**WORK TO BE COMPLETED**
Work out how many lines of the listing below contain the string "brownie", treating uppercase and lowercase as different, and reply with the number alone.
———
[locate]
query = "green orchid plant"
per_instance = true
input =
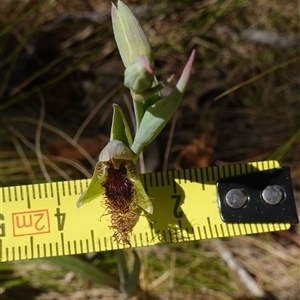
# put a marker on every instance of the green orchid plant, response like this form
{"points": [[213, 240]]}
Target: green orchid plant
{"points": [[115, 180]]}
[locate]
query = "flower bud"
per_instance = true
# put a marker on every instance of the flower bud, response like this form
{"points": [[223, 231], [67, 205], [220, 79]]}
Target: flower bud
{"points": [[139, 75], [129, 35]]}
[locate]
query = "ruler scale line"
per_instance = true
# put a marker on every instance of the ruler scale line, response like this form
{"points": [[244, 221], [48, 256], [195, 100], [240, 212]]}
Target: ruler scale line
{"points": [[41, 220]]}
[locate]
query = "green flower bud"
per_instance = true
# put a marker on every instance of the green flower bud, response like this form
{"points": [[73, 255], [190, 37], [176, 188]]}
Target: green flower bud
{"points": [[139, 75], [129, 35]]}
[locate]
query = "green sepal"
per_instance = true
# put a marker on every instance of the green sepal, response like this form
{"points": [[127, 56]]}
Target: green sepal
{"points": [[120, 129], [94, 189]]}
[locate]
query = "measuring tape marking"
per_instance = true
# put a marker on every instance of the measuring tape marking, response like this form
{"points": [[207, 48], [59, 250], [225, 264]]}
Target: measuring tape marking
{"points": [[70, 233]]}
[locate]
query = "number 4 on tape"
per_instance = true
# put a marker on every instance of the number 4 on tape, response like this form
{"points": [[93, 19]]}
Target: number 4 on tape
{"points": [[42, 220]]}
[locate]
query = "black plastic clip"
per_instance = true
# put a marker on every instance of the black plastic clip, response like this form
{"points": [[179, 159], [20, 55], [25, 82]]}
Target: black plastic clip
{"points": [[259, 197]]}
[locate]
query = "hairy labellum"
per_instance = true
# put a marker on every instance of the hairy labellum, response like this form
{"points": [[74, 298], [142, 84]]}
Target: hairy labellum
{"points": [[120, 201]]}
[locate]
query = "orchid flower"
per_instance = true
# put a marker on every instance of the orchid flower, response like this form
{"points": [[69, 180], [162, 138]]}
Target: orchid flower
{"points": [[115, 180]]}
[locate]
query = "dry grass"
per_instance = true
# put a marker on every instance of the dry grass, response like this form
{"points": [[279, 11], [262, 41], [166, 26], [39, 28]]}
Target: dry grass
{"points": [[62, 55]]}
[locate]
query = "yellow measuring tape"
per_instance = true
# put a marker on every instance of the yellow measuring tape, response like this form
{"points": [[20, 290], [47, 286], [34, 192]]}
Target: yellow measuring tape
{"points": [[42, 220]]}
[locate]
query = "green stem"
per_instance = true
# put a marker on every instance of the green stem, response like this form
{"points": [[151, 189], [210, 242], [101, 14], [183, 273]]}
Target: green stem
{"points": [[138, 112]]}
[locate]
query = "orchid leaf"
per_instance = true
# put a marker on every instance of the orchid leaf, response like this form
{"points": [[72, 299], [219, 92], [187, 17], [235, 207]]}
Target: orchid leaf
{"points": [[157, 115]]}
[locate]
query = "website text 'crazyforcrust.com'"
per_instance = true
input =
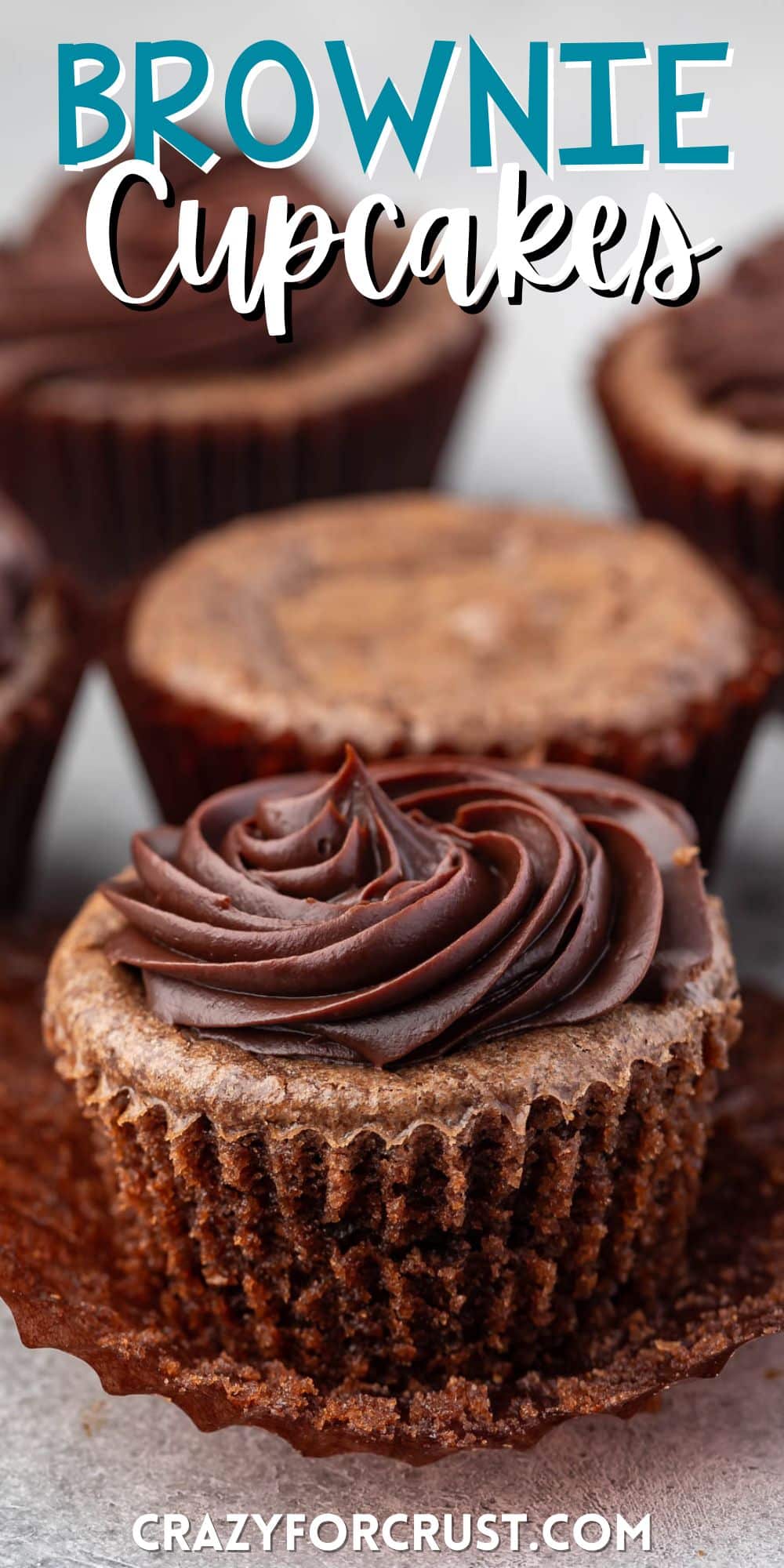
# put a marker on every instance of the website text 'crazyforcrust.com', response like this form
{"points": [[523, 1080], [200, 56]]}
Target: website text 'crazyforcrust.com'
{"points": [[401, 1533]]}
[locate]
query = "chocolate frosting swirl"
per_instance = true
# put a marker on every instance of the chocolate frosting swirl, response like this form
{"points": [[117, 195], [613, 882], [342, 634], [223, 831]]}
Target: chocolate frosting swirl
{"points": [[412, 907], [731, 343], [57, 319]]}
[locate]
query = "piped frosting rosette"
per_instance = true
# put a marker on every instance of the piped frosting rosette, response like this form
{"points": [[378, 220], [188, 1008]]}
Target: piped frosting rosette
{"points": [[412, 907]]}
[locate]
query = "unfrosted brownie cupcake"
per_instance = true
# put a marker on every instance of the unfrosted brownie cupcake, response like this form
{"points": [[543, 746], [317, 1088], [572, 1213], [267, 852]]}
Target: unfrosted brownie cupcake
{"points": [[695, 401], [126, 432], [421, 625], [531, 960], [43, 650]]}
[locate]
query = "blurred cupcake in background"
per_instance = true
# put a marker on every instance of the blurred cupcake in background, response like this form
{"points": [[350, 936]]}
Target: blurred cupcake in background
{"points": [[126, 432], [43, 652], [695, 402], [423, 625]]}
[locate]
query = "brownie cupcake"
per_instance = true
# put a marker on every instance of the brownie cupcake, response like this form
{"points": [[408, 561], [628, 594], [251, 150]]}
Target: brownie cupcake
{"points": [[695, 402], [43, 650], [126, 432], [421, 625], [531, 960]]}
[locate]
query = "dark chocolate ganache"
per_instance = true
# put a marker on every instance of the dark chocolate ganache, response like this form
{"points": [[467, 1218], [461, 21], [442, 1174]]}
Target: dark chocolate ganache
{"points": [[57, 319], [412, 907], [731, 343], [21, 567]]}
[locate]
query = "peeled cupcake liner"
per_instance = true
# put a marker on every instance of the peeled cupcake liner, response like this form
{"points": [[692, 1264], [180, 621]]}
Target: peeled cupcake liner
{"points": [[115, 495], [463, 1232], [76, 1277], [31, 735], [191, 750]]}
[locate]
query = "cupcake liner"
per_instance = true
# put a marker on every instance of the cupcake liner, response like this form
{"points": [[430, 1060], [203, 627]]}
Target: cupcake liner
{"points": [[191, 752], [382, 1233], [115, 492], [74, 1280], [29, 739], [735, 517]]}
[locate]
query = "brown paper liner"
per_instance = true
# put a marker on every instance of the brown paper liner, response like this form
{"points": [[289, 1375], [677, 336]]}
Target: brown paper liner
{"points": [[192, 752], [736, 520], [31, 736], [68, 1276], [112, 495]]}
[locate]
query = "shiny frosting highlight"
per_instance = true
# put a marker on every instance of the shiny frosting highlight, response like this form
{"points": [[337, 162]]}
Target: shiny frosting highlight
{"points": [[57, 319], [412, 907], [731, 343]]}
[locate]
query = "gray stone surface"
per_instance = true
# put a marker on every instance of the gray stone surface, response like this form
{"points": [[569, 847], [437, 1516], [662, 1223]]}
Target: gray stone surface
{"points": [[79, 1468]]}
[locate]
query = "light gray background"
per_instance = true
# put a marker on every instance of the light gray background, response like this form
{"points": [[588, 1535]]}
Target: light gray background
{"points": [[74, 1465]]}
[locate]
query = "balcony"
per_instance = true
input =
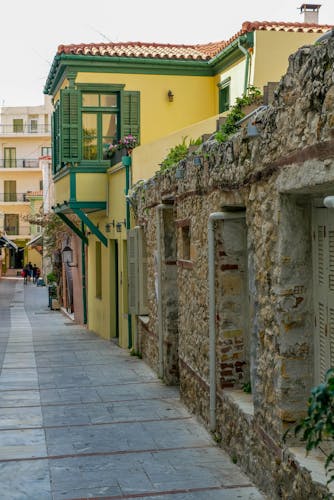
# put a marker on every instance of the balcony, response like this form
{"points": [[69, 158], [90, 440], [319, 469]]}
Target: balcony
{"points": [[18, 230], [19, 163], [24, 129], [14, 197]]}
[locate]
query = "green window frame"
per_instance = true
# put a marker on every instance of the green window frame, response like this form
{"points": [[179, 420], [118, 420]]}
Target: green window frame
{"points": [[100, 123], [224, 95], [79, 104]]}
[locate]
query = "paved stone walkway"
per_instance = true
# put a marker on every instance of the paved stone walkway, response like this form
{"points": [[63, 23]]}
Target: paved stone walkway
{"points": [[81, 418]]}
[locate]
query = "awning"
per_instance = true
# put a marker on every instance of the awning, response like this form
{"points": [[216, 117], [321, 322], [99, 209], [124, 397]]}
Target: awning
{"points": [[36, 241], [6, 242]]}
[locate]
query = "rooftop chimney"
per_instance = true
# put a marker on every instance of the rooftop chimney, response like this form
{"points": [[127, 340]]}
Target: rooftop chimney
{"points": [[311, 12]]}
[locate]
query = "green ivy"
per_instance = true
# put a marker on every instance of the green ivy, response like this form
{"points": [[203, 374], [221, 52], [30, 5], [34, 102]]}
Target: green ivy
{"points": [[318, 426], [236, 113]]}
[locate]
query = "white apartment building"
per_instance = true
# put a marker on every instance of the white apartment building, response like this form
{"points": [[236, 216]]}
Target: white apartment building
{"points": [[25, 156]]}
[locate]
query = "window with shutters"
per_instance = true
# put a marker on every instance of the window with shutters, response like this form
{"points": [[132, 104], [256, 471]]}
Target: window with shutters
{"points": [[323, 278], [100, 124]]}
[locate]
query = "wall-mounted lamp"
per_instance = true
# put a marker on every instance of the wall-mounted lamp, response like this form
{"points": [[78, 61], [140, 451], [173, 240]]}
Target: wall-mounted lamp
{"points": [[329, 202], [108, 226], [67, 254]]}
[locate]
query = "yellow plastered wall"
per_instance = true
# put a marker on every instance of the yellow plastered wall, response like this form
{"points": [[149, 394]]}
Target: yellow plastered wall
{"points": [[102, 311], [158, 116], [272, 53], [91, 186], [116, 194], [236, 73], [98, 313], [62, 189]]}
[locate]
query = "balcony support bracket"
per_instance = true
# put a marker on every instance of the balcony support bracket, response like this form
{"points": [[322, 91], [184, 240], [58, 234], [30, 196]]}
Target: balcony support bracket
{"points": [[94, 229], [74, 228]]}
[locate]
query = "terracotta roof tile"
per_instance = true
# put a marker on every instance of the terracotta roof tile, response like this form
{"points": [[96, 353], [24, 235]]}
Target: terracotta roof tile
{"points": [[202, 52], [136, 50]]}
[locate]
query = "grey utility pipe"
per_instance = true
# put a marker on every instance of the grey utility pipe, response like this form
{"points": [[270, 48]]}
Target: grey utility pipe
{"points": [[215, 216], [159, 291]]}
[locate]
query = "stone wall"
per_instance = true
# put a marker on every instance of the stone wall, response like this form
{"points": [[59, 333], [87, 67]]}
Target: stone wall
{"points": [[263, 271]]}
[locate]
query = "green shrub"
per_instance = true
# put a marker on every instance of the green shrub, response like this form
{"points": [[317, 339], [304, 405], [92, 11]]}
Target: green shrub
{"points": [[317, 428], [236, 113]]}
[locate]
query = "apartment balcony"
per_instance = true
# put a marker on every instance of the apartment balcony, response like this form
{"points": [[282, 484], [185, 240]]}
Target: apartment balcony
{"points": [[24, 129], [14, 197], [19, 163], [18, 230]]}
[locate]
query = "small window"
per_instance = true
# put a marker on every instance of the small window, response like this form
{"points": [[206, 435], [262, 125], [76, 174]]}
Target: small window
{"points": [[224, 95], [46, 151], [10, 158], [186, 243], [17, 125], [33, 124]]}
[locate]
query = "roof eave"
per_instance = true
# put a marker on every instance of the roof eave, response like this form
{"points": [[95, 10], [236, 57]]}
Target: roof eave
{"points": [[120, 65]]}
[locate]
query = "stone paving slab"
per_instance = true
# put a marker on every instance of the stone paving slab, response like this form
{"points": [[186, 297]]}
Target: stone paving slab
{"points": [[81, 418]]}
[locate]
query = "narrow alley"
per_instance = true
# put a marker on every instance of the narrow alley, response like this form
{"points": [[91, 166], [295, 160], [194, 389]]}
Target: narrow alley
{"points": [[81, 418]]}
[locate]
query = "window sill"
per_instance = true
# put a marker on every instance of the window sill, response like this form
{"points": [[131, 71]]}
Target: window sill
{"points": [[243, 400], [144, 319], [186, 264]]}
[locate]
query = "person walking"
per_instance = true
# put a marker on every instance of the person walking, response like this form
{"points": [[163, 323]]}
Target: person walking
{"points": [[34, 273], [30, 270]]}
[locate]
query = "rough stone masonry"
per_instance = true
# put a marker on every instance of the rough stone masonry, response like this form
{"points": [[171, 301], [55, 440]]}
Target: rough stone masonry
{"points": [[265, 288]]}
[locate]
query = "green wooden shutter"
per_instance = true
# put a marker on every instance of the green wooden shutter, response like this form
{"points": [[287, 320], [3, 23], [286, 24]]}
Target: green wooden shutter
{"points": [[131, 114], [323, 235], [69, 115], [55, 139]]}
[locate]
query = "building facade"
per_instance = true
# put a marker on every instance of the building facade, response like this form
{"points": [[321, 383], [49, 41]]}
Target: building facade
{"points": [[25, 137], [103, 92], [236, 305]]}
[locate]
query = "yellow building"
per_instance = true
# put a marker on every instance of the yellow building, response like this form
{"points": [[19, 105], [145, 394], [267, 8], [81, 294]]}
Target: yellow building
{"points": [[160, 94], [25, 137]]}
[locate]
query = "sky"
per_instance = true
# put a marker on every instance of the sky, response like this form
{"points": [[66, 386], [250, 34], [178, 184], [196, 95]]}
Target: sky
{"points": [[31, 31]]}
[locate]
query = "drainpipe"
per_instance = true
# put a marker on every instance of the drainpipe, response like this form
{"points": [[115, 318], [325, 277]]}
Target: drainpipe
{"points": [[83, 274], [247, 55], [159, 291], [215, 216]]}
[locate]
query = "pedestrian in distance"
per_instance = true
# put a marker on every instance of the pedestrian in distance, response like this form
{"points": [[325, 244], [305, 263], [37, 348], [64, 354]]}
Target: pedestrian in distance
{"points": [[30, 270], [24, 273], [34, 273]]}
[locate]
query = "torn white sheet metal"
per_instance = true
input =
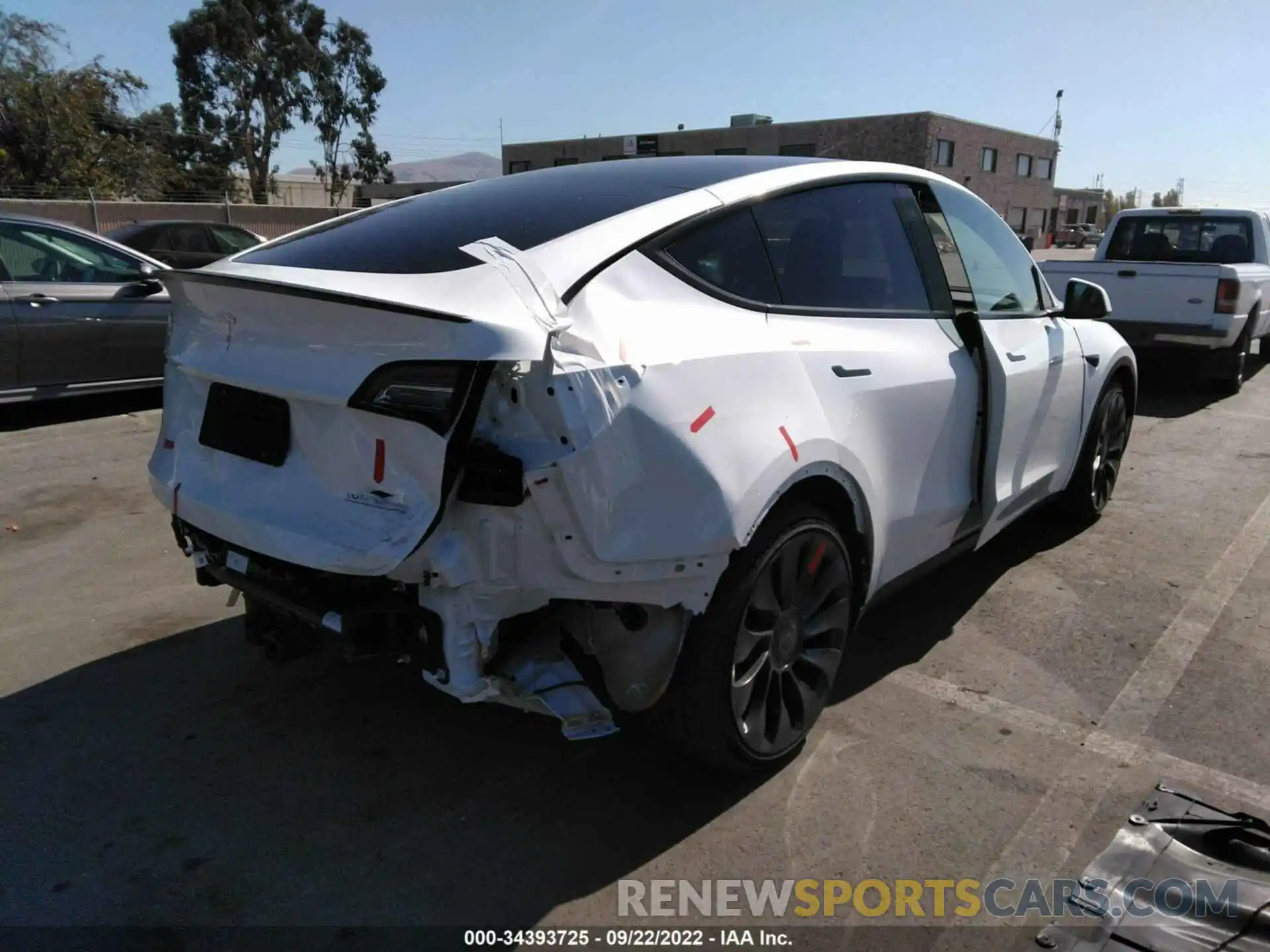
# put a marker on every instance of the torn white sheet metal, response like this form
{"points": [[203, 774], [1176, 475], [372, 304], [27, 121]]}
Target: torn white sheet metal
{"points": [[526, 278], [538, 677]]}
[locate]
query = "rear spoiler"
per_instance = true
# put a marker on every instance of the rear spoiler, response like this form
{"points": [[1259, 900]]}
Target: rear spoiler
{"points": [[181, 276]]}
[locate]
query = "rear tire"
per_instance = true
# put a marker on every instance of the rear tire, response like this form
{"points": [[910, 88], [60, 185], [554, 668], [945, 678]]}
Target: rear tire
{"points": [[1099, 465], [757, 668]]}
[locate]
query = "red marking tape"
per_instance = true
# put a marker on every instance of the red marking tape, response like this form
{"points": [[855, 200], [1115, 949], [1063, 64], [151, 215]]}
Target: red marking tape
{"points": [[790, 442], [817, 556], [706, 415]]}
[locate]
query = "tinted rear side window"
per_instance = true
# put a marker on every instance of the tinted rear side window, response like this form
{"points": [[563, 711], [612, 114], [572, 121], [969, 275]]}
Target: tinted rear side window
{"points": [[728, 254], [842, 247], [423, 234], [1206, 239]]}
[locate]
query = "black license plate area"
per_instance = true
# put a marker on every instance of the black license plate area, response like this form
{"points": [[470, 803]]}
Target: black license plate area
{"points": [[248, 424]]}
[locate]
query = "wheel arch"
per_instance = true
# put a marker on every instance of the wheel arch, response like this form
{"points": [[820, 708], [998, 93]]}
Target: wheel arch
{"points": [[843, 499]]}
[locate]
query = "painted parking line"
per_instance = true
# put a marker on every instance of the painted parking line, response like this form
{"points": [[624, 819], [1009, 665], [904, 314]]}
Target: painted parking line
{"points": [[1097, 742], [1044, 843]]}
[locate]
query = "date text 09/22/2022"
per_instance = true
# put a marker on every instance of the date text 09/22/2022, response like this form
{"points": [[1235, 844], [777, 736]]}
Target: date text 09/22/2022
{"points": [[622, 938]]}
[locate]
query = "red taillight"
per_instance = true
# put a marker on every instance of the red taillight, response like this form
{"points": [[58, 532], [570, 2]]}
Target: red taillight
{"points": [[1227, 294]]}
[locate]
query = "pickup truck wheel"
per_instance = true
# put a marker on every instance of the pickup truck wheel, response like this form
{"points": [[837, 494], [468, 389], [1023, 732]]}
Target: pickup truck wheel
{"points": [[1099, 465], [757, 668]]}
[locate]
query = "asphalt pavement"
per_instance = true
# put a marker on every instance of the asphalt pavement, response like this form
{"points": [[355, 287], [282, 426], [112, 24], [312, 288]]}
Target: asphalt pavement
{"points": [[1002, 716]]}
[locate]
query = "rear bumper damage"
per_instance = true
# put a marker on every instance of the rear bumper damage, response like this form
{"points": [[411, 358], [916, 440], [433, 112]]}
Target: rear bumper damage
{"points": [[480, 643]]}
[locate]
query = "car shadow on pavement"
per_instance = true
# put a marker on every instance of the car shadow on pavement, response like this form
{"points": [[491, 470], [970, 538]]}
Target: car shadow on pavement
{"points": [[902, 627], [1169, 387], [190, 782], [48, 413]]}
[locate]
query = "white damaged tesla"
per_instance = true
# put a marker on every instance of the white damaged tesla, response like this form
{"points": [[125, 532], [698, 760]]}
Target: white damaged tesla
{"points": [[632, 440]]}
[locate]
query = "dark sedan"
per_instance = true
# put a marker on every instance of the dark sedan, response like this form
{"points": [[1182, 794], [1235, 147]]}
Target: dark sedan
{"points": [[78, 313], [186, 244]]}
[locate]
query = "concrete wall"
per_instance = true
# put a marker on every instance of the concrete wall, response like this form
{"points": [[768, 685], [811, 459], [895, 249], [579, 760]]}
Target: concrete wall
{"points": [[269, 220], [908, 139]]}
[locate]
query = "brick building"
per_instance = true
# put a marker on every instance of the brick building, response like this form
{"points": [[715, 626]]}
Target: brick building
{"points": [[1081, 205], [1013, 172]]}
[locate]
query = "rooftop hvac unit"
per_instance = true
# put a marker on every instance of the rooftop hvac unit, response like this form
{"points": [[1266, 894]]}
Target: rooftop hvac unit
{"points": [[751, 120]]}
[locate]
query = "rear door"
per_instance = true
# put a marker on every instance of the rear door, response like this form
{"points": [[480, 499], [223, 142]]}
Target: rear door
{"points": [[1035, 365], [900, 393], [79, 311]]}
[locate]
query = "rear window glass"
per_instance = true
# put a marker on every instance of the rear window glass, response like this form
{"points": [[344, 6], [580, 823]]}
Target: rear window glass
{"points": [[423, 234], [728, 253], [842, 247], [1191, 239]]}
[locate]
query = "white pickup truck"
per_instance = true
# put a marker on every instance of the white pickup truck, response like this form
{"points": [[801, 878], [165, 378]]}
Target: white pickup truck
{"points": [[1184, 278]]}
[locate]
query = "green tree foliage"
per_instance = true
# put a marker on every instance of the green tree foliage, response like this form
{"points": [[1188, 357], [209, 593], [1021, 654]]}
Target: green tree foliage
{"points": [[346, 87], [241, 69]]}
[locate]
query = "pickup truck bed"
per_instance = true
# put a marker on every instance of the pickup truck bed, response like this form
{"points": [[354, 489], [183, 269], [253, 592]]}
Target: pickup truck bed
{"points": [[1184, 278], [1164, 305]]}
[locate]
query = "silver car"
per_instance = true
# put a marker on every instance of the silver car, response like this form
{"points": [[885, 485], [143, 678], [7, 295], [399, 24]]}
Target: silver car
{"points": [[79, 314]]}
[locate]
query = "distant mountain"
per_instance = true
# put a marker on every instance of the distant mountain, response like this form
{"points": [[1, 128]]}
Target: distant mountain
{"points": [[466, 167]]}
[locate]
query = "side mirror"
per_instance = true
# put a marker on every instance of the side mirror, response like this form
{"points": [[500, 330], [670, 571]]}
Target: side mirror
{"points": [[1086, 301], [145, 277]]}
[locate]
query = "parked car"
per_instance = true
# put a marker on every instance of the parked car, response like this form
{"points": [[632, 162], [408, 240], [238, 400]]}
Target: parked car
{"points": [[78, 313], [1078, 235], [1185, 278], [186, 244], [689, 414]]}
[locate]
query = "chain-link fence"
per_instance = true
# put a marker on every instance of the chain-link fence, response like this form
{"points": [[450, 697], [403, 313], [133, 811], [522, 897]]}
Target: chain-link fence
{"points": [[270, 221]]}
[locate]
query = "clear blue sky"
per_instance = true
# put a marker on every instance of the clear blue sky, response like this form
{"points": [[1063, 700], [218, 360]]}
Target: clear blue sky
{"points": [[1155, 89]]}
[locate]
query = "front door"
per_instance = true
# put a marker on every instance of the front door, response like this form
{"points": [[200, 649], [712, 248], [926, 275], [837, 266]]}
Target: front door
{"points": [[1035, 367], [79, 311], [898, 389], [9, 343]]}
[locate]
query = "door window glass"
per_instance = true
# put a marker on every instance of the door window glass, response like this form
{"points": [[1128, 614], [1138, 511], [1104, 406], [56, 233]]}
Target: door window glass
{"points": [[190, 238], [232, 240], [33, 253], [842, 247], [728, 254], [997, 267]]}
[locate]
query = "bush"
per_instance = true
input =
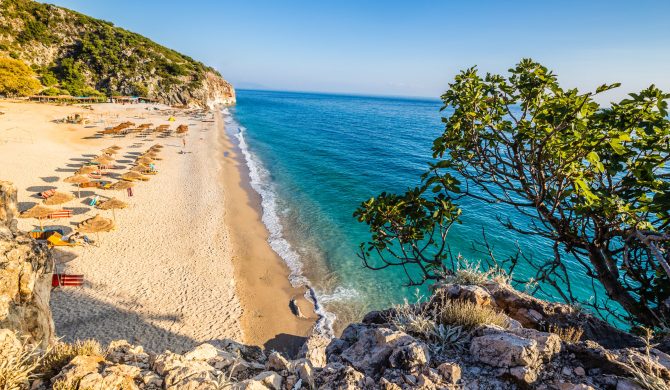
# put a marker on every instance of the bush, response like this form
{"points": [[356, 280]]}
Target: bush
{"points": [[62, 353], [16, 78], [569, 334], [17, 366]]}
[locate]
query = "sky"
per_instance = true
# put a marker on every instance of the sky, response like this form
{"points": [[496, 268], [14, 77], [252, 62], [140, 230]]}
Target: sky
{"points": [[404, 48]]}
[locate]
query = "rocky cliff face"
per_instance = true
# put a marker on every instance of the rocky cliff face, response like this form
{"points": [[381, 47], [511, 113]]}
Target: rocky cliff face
———
**RESPONSE TO THE TASK**
6